* BEGIN ITEMS *

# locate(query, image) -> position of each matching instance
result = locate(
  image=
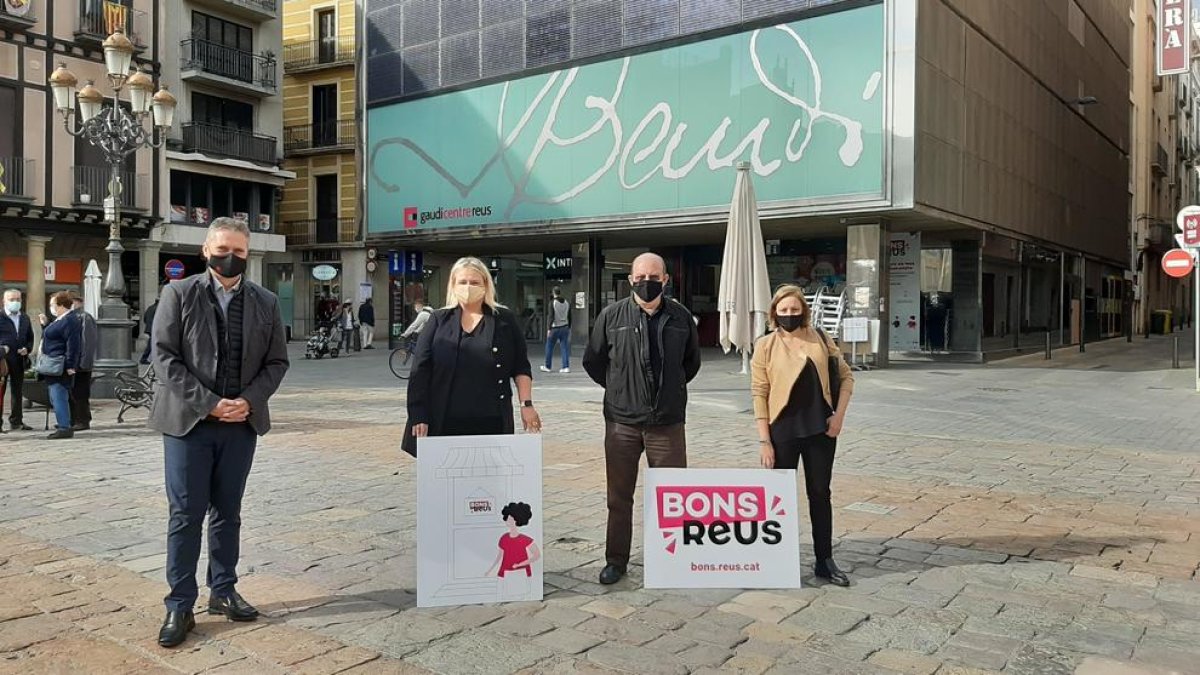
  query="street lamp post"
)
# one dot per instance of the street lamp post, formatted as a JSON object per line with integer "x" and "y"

* END ITEMS *

▸ WHAT IS EXPECTED
Pull out every line of the data above and reproduce it word for word, leaving out the picture.

▸ COMPLETED EXERCISE
# locate(query, image) -> position of each matching instance
result = locate(
  image=
  query="street lamp post"
)
# one dot per instance of the street lamp post, formatted as a JSON object per line with integer "x" and "y"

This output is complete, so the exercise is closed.